━━━ Record set

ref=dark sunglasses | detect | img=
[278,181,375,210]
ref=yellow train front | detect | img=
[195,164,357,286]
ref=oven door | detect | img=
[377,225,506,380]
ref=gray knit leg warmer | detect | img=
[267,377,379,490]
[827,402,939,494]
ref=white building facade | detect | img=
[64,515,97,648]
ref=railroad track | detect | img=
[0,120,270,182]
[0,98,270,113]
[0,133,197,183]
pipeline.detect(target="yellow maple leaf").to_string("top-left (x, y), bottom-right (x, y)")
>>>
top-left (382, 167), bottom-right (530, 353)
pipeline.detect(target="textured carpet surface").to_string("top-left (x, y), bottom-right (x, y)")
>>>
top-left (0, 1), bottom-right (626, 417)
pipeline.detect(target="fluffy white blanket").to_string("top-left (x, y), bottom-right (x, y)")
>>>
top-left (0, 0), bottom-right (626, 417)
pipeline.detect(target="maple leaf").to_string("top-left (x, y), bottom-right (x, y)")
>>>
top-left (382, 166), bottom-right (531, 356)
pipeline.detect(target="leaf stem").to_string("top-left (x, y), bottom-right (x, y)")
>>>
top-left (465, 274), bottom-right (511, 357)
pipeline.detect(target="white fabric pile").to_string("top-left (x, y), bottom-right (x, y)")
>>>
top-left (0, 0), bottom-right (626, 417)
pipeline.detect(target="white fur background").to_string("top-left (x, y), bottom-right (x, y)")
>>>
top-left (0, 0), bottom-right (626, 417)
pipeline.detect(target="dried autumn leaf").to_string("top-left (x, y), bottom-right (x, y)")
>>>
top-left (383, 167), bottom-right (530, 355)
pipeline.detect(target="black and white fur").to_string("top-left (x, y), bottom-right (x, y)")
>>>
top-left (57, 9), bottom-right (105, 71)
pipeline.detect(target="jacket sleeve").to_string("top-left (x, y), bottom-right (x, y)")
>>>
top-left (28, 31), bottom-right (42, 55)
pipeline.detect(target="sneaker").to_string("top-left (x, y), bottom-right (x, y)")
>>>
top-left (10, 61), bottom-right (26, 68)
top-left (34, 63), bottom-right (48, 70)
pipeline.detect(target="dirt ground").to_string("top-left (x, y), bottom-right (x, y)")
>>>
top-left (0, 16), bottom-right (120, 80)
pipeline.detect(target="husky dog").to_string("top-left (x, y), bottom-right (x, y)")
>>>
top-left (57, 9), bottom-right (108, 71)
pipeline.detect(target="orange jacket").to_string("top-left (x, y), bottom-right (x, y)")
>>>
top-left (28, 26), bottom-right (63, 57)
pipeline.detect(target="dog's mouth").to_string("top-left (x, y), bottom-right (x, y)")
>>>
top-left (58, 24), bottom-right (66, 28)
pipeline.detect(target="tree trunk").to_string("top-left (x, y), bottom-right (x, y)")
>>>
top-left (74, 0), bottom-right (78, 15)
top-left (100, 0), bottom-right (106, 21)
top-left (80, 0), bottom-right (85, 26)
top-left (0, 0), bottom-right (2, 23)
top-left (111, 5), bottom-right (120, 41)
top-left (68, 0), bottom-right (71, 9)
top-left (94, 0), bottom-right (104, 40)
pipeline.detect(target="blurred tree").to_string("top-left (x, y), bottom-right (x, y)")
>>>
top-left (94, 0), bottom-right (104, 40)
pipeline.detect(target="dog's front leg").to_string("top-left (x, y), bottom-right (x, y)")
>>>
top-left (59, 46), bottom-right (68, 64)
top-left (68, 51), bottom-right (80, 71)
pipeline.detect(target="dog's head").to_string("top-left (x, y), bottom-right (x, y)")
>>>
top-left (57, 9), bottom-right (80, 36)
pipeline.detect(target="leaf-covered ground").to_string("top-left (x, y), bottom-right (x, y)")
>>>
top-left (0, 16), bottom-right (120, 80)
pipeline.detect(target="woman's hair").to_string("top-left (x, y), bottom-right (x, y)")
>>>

━━━━━━

Task
Copy the data from the start through the line containing "top-left (0, 1), bottom-right (626, 417)", switching "yellow" to "orange" and leaving everything else unchanged.

Complete answer
ref=dark sunglasses | detect | img=
[278,181,375,210]
ref=orange train front | detect | img=
[195,164,357,286]
ref=oven door | detect | img=
[377,225,506,380]
ref=gray knit leg warmer | detect | img=
[267,377,379,490]
[827,402,939,494]
ref=white building facade | detect | img=
[64,515,97,648]
ref=railroad track | detect | img=
[0,120,270,182]
[0,98,270,113]
[0,133,197,183]
pipeline.detect(target="orange maple leaf").to_string("top-left (x, y), bottom-right (x, y)")
>>>
top-left (382, 167), bottom-right (530, 353)
pipeline.detect(target="textured carpet surface").to_string("top-left (x, y), bottom-right (x, y)")
>>>
top-left (0, 1), bottom-right (626, 417)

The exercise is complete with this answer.